■ EXERCISE ■
Write every entry out again exactly, please, and skip the pictures.

■ TASK MATERIAL ■
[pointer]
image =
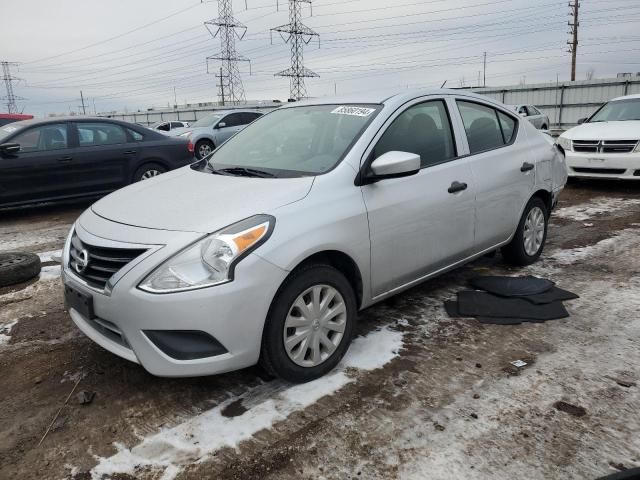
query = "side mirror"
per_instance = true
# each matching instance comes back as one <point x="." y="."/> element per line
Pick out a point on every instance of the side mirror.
<point x="10" y="148"/>
<point x="393" y="165"/>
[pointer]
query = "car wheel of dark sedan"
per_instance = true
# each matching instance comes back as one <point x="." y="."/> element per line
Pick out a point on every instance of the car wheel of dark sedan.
<point x="309" y="325"/>
<point x="204" y="148"/>
<point x="148" y="171"/>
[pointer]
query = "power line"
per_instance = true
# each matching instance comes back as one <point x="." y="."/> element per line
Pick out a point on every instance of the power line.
<point x="299" y="35"/>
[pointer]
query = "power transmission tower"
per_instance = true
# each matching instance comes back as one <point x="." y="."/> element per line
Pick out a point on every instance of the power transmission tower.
<point x="573" y="43"/>
<point x="11" y="97"/>
<point x="297" y="35"/>
<point x="228" y="28"/>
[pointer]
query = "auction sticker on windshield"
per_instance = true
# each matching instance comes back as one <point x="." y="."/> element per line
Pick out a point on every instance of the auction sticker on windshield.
<point x="357" y="111"/>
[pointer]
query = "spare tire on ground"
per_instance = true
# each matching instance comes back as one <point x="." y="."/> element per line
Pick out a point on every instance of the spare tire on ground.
<point x="18" y="267"/>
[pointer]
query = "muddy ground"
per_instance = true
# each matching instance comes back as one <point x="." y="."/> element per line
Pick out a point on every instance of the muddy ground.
<point x="421" y="395"/>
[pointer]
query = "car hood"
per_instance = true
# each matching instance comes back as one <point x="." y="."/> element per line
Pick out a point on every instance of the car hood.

■ PROBLEM SOLUTION ■
[pointer]
image =
query = "side mirror"
per_instance = true
# each matching instance comes back as one <point x="." y="."/> element per line
Pick out a point on every instance of the side mirror.
<point x="10" y="148"/>
<point x="393" y="165"/>
[pointer]
query = "car wheel of dark sedan"
per_instance = true
# each matching instance comes back as one <point x="." y="."/> element per line
Pick out a point on every instance of the car wheel of dark sedan.
<point x="309" y="325"/>
<point x="204" y="148"/>
<point x="148" y="171"/>
[pointer]
query = "power line"
per_instance = true
# each matching instance comes back as one <point x="." y="."/> element per line
Pick out a point on every instance of the power line.
<point x="299" y="35"/>
[pointer]
query = "power transmission tower"
per_instance = true
# each matching instance comes back as one <point x="." y="."/> element per line
Pick out a point on every instance of the power transmission tower.
<point x="573" y="43"/>
<point x="11" y="97"/>
<point x="297" y="35"/>
<point x="228" y="28"/>
[pointer]
query = "auction sticker on windshield"
per_instance = true
# each matching instance comes back as one <point x="." y="."/> element per line
Pick out a point on every instance of the auction sticker on windshield.
<point x="357" y="111"/>
[pointer]
query = "spare tire on ground"
per_instance = true
# each matching instance comes back as one <point x="." y="."/> element per line
Pick out a point on every instance of the spare tire on ground.
<point x="18" y="267"/>
[pointer]
query = "muddy ground"
per_instance = true
# each matching instance comes back as one <point x="." y="."/> element per line
Pick out a point on every instance of the muddy ground.
<point x="421" y="395"/>
[pointer]
query = "car hood"
per_instance = true
# each matching instance comes back as one <point x="." y="."/> element per line
Pick out a point on every instance of the car hood.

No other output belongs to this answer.